**INSTRUCTIONS**
(1) Answer these questions using the passage on welfare and racial politics:
(a) In the late 1960s and early 1970s, what share of media stories about poverty and welfare featured blacks?
(b) What share of the vote did George Wallace win in 1968?
(c) Which researchers studied intergenerational mobility throughout the U.S.?
(2) Set down word for word the portion of the passage on welfare and racial politics starting with "In the debate" and going on through "flames of racism?".
+++ PROVIDED TEXT
In the debate over economic anxiety and Trump, some writers have asked: If economics is a factor in racism’s political ascent, how could one explain the popularity of George Wallace in the richer time, the late 1960s? The simple economic anxiety theory—recessions create racism—cannot explain Wallace’s rise. But what about the second theory, that redistribution politics can fan the flames of racism?
In his book Why Americans Hate Welfare, the Princeton professor of politics Martin Gilens wrote that American attitudes toward the poor are a paradox. The middle class supports helping the poor, in theory, but does not support welfare, in practice, and occasionally even supports candidates who would immiserate poor Americans. Why? Often it’s because white working class Americans equate poverty with blacks, whom they are more likely to consider lazy outsiders who are undeserving of government assistance.
Gilens found that national magazines’ and television channels’ portrayals of the poor took a sharp turn in the 1960s. Between 1950 and 1964, most stories and pictures about the poor featured white families. But in the late 1960s and early 1970s, during the rollout of the Great Society, blacks featured in at least 70 percent of media stories about poverty and welfare. Over the course of the decade, the media portrayal of welfare went from “a policy to help the poor” to “a policy to help blacks.” In 1968, in the middle of this period, the overtly racist candidate George Wallace won 13 percent of the vote and five southern states.
The moral of this story is not that redistribution is bad, or that diversity is doomed. In fact, the opposite is true. Diverse areas that share wealth and land tend to see the best income growth across generations. It’s the U.S. metros that refuse to share real estate and income between rich, middle class, and poor that impoverish themselves in the long run.
Research by Raj Chetty and Nathaniel Hendren on intergenerational mobility throughout the U.S. found that segregated neighborhoods in the southeast were among the worst areas for social mobility in the country—not only for blacks, but also for poor whites.
++++++
+++ DATA RECORDS
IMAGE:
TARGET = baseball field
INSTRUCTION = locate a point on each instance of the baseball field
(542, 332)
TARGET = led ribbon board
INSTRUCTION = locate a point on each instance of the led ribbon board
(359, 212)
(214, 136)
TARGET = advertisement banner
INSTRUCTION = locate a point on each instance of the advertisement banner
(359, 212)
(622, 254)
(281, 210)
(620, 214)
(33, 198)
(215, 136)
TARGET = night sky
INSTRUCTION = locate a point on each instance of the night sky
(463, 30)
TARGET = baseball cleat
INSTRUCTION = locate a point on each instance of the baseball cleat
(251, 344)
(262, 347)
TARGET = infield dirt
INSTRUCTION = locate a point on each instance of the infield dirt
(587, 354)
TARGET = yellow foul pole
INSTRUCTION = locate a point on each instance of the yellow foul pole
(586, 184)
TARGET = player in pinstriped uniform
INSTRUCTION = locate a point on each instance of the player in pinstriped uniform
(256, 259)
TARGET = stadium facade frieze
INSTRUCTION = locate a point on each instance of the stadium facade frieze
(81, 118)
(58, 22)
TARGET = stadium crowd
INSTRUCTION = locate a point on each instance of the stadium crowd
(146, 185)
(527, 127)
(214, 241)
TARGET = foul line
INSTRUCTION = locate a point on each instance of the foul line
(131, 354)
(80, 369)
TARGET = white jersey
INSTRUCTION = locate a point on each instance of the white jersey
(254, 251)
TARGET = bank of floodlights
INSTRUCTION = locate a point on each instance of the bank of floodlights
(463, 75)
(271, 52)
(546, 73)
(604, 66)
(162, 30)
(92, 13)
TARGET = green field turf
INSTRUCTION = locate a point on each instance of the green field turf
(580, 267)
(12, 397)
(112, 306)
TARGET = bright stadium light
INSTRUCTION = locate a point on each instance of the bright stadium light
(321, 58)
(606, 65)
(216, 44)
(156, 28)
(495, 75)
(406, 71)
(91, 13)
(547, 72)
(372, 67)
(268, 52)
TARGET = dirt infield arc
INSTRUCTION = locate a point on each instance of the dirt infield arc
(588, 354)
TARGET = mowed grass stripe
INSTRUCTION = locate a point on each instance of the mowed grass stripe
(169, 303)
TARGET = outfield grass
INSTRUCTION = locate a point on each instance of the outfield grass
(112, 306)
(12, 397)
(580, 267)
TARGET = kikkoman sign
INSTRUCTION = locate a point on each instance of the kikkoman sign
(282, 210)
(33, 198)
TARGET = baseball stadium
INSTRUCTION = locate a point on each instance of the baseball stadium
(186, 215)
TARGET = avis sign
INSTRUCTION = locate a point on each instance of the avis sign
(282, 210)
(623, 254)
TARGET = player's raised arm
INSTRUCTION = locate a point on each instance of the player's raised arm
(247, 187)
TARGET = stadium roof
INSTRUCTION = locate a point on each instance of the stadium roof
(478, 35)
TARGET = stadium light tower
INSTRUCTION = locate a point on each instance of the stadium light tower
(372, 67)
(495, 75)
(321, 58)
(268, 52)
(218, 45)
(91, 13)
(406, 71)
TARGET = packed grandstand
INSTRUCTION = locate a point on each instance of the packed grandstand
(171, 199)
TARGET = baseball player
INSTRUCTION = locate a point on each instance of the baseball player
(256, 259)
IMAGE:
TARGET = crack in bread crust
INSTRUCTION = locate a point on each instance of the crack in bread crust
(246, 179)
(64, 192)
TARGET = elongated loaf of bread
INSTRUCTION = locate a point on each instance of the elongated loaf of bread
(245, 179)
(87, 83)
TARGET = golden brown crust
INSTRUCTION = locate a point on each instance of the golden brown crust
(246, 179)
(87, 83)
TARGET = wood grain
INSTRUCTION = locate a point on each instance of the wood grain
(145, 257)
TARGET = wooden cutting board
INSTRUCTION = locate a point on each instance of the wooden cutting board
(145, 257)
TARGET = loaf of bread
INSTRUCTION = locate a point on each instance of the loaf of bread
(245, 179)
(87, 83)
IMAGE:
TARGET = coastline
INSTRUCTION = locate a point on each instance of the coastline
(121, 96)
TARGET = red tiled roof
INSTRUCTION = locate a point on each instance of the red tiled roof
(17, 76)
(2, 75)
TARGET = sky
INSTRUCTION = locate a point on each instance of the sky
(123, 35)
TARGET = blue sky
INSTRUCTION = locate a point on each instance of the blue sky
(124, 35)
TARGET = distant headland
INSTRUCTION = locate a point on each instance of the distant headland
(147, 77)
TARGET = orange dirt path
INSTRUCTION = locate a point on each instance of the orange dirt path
++++++
**EXERCISE SOLUTIONS**
(1)
(a) At least 70 percent
(b) 13 percent
(c) Raj Chetty and Nathaniel Hendren

(2)
In the debate over economic anxiety and Trump, some writers have asked: If economics is a factor in racism’s political ascent, how could one explain the popularity of George Wallace in the richer time, the late 1960s? The simple economic anxiety theory—recessions create racism—cannot explain Wallace’s rise. But what about the second theory, that redistribution politics can fan the flames of racism?